- Data to use -
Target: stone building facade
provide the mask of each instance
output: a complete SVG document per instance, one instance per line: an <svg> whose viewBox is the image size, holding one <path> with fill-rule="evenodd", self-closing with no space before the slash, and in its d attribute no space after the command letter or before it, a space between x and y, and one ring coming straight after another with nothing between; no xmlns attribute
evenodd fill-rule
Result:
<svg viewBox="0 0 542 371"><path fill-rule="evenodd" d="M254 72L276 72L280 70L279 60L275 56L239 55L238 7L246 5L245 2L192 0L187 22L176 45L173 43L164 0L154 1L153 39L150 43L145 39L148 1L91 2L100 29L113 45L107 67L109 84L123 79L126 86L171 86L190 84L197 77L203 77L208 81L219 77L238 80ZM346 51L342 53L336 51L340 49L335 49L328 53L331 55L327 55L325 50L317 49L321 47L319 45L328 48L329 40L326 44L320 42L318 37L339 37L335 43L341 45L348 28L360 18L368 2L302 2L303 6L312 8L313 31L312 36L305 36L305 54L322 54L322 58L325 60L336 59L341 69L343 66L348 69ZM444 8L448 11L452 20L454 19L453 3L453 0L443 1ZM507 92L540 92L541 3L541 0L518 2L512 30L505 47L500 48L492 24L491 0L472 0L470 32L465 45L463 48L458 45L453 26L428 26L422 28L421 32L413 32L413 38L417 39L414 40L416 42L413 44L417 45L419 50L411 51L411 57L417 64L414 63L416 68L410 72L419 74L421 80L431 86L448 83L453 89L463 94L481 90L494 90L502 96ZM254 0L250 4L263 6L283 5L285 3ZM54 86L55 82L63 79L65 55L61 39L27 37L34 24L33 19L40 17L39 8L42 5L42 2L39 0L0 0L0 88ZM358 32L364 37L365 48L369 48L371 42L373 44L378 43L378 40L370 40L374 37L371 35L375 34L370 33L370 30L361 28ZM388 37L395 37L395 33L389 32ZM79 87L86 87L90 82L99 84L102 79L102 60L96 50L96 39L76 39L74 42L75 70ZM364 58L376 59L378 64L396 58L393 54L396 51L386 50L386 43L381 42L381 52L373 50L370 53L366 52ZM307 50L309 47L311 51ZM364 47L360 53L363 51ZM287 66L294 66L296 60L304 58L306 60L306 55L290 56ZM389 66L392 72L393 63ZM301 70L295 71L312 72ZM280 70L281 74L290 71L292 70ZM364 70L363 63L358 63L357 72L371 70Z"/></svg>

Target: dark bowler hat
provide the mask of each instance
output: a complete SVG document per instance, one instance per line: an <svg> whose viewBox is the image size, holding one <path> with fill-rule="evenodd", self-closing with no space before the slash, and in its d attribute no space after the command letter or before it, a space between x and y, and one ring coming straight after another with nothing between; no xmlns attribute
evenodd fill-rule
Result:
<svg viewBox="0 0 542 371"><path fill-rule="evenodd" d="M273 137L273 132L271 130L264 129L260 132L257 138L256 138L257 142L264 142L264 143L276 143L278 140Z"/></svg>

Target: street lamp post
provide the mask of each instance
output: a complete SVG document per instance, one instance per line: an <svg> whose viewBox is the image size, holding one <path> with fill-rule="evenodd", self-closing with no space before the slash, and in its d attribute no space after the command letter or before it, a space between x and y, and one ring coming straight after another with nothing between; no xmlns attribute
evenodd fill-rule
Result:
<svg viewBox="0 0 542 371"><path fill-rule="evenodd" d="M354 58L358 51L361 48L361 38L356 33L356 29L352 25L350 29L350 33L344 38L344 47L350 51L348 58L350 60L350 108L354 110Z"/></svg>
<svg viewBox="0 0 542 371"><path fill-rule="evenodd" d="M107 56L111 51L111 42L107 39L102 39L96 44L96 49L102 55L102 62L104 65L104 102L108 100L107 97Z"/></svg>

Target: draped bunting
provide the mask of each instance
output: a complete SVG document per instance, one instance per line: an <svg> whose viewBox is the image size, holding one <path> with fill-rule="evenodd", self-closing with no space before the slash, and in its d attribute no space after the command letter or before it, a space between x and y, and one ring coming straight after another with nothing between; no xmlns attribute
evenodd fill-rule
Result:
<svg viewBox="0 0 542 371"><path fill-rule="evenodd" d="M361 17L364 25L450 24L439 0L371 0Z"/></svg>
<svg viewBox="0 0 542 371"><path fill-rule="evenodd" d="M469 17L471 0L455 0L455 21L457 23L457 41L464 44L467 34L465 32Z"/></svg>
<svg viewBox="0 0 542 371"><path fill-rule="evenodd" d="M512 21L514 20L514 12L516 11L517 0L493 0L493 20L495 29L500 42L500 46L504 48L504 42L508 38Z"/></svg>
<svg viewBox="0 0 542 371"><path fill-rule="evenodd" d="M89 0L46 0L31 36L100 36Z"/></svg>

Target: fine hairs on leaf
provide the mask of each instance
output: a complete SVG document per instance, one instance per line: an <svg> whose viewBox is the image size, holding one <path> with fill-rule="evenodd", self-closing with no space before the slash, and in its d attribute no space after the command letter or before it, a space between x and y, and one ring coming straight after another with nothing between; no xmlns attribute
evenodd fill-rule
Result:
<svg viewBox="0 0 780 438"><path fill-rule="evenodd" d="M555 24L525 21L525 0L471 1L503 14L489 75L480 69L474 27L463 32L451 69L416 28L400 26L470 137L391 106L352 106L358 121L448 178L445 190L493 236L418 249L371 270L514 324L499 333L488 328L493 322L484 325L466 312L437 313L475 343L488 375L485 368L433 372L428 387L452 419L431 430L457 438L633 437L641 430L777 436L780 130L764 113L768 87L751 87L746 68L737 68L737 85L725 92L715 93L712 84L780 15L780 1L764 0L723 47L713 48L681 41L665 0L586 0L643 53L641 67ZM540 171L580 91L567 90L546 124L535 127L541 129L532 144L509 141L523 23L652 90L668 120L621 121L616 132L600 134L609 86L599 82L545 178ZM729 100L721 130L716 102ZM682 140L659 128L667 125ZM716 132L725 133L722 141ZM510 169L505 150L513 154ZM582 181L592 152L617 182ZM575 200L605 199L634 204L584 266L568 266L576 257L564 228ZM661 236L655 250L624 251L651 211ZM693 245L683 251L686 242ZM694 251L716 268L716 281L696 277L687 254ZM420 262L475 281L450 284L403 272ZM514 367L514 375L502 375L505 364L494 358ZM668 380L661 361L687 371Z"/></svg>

- Your task -
Could you reproduce verbatim the lines of the listing from the one containing "Target: draped bunting" through the one containing "0L46 0L31 36L100", including both of those lines?

- Expected answer -
Target: draped bunting
provide the mask of each instance
output: a complete SVG document per instance, one instance per line: an <svg> whose viewBox is the image size, holding one <path> with fill-rule="evenodd", self-closing with no space before the slash, and in its d attribute no space after the command letter or before it, a space between x and y, and one ring coming straight after another with nothing between; no xmlns attribute
evenodd fill-rule
Result:
<svg viewBox="0 0 542 371"><path fill-rule="evenodd" d="M361 17L364 25L450 24L439 0L371 0Z"/></svg>
<svg viewBox="0 0 542 371"><path fill-rule="evenodd" d="M469 17L471 0L455 0L455 21L457 23L457 41L464 44L467 34L465 32Z"/></svg>
<svg viewBox="0 0 542 371"><path fill-rule="evenodd" d="M512 21L514 20L514 12L516 11L517 0L493 0L493 20L495 29L500 42L500 46L504 48L504 42L508 38Z"/></svg>
<svg viewBox="0 0 542 371"><path fill-rule="evenodd" d="M89 0L46 0L31 36L100 36Z"/></svg>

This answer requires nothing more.